» The exercise
Find the line that contains "[indicate] hanging cord". Then set down that line and all the lines after it, to the end of the records, exactly and with nothing added.

» Provided records
▬▬▬

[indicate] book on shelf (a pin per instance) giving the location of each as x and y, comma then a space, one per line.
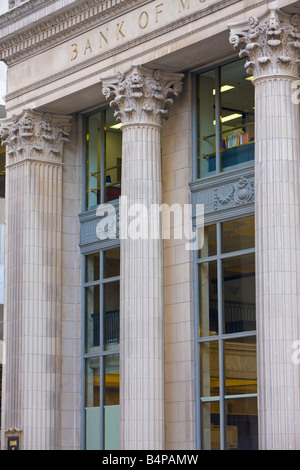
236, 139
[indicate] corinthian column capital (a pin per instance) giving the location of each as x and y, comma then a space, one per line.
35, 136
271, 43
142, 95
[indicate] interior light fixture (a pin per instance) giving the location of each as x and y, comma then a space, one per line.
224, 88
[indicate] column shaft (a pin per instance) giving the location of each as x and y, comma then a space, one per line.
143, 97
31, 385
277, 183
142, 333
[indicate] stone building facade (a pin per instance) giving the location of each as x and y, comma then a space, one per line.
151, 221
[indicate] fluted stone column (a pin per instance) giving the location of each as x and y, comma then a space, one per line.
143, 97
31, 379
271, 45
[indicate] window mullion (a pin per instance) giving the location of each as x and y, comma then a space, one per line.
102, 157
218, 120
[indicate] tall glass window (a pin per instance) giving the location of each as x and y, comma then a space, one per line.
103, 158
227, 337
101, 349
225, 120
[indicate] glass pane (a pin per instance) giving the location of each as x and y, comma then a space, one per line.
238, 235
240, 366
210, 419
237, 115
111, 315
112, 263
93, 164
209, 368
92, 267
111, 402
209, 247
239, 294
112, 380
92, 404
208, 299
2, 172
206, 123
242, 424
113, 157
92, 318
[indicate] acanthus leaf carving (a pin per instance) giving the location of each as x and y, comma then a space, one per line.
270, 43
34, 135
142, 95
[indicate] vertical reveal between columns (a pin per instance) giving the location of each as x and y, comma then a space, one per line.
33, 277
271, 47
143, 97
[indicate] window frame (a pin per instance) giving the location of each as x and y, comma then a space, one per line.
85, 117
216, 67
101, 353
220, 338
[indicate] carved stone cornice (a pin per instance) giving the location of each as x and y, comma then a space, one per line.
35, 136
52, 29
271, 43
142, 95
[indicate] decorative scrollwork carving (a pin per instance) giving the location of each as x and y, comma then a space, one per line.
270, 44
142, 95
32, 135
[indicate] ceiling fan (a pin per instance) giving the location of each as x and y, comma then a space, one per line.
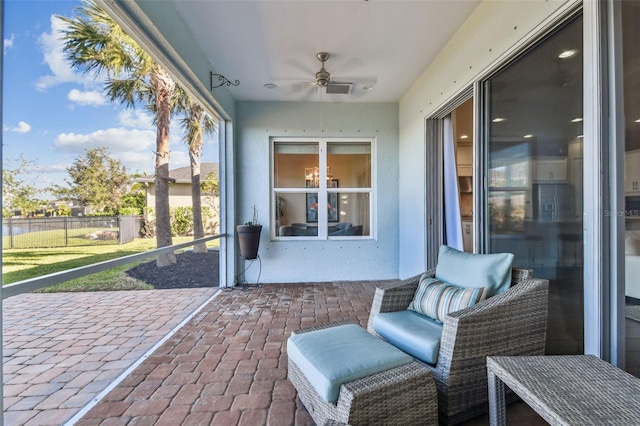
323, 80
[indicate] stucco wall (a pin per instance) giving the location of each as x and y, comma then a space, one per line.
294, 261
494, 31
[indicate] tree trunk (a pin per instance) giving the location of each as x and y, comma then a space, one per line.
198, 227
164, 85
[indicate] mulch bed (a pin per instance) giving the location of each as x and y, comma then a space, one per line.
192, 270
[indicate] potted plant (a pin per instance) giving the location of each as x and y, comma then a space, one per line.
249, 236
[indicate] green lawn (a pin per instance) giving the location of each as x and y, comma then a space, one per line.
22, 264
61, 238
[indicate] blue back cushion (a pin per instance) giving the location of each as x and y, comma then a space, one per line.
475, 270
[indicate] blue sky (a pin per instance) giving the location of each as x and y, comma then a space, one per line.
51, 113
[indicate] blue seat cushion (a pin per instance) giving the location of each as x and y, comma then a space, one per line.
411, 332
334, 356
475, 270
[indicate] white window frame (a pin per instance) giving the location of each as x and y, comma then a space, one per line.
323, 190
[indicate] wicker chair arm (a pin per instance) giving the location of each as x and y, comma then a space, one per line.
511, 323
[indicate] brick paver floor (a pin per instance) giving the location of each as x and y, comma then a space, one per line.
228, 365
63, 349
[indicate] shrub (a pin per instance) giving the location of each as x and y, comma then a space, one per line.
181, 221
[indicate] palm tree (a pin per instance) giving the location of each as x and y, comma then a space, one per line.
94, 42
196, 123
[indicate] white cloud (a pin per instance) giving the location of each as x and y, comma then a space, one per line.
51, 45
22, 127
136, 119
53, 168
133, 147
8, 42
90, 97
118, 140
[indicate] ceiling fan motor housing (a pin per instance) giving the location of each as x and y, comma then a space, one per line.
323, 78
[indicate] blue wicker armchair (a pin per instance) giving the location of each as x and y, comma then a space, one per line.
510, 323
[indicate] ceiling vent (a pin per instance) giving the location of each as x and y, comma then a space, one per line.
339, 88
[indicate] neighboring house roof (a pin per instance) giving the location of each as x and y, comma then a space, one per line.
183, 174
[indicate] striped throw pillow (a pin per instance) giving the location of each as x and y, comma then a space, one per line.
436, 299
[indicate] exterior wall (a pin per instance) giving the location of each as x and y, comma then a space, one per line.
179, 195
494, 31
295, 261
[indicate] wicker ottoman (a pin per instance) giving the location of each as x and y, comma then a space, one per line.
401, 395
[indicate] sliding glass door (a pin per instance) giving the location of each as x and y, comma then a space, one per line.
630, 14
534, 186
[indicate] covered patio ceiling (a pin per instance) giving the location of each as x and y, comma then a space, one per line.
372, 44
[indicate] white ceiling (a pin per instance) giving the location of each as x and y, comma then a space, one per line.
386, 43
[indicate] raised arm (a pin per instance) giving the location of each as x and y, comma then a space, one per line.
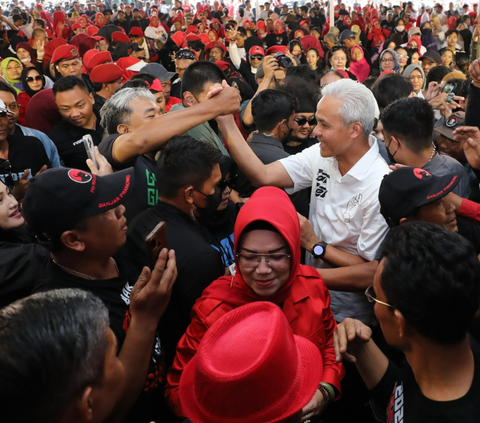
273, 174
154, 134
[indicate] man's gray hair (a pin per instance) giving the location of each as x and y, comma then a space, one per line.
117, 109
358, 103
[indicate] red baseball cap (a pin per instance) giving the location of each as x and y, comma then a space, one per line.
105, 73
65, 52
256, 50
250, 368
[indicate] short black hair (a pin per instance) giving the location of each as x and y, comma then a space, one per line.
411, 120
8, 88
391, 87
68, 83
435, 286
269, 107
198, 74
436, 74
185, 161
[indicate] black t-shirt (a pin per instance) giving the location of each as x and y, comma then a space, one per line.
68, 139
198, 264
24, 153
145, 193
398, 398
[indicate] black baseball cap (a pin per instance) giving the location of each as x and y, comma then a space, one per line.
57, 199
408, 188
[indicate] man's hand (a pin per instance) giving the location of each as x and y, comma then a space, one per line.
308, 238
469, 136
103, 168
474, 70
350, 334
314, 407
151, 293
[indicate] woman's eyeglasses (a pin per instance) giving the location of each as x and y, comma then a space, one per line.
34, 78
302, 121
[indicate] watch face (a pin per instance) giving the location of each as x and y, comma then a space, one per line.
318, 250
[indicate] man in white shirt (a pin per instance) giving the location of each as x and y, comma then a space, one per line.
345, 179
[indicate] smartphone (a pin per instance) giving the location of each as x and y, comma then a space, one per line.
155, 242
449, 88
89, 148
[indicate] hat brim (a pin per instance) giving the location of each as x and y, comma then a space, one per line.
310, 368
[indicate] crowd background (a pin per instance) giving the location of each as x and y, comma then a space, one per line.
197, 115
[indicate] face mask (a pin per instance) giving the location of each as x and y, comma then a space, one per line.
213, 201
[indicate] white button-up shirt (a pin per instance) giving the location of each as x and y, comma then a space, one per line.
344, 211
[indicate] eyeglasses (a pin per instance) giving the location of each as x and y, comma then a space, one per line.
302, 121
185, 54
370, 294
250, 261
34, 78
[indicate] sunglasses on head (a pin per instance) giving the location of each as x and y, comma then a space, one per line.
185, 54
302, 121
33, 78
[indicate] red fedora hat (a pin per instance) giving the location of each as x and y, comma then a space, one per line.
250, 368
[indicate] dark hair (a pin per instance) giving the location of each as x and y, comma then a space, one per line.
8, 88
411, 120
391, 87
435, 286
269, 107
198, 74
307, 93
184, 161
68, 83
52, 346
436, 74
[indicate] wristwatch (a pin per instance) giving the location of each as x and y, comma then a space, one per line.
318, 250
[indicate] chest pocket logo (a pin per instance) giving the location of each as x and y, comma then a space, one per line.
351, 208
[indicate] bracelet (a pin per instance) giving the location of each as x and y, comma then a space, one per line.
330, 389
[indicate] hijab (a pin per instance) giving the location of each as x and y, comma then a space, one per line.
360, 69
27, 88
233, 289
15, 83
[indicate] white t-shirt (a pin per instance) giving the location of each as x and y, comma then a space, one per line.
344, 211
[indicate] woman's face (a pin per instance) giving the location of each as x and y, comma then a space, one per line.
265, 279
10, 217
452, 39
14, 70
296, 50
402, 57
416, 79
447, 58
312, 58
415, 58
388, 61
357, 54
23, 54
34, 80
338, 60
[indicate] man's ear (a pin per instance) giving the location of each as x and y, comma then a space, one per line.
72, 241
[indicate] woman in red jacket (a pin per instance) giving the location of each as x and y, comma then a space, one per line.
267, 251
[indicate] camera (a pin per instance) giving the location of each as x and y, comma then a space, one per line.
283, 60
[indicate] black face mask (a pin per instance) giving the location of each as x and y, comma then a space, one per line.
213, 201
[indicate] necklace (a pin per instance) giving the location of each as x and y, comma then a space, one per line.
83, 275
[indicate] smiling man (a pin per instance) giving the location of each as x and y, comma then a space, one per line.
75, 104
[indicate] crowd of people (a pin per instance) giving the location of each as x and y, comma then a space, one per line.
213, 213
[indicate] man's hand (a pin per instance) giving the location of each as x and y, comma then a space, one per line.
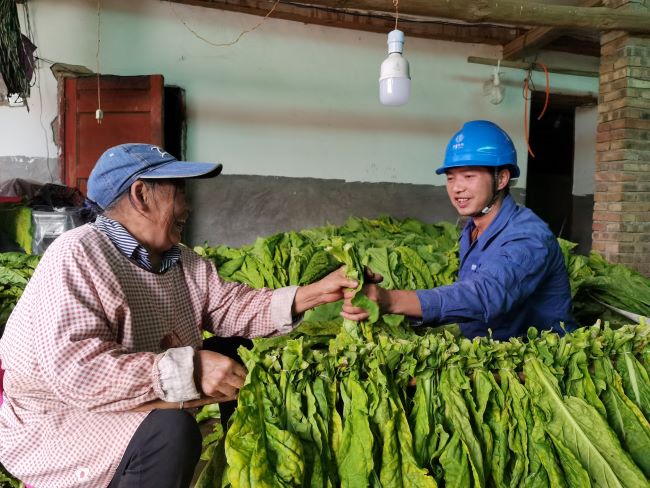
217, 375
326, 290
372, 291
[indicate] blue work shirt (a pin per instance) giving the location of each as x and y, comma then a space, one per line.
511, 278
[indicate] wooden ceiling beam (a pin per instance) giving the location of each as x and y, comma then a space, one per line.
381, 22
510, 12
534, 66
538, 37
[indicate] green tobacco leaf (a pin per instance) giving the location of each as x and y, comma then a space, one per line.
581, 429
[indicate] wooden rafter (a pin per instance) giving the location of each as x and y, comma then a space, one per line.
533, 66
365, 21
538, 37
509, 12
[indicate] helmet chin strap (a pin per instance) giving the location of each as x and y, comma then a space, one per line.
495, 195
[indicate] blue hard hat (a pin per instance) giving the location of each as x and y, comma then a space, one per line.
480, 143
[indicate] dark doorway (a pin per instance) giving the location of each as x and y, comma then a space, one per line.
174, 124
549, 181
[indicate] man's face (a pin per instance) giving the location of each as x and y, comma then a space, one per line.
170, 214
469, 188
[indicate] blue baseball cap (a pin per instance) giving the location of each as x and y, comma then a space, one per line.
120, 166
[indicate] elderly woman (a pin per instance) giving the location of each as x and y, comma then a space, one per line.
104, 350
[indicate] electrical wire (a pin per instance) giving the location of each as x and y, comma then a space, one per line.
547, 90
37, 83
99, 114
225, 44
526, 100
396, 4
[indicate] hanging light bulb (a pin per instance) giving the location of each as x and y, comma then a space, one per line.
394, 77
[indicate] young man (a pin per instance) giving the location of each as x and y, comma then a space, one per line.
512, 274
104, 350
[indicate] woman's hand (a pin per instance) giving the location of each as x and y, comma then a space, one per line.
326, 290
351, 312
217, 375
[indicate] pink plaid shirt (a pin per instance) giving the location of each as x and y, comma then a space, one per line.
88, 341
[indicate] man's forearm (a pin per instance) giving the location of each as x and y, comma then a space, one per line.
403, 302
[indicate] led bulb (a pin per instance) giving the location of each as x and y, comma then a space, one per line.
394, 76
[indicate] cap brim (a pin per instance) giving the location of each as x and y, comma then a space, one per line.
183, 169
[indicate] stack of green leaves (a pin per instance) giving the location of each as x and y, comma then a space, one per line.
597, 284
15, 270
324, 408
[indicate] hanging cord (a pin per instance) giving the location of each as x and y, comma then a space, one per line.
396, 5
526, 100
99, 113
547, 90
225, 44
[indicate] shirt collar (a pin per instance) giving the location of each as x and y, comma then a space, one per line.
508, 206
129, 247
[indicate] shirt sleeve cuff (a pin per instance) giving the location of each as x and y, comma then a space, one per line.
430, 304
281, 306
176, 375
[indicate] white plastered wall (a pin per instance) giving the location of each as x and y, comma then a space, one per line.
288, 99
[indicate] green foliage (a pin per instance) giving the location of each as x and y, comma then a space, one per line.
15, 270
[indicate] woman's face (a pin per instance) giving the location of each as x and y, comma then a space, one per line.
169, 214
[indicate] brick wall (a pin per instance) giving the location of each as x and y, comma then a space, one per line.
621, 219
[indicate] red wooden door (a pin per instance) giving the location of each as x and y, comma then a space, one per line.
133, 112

▬▬▬

» Exercise output
[indicate] hanging cord (a pin per instance) giving the location of each as x and y, comma then a space, one per line.
396, 5
526, 100
99, 113
547, 90
225, 44
[indicate] shirt collar (a pin per instance) giving the location of each as x and y, comma then a space, one per line.
508, 206
129, 247
[indicate] shirt sleeve cuff (a pin per instance) giving the location of each as x and y, comma then a space, one per line.
430, 304
281, 306
176, 375
[indicate] white plastered wall (a pin per instance) giving the location of each as x and y, comma then a space, one per line.
288, 99
[indicate] green foliage (a pin per instance) giving the location of each as x and y, comma then a space, one per line.
15, 270
[indicate] woman's face (a pin per instance) giving the location of each as x and y, comma then a space, one per line.
169, 214
[indicate] brick wall (a pin per instance) giving the location of each as x and y, comma then a space, one per line.
621, 219
[indicate] red wooden door (a pin per instance) giving the location of each as x and y, comma then a space, one per line.
133, 112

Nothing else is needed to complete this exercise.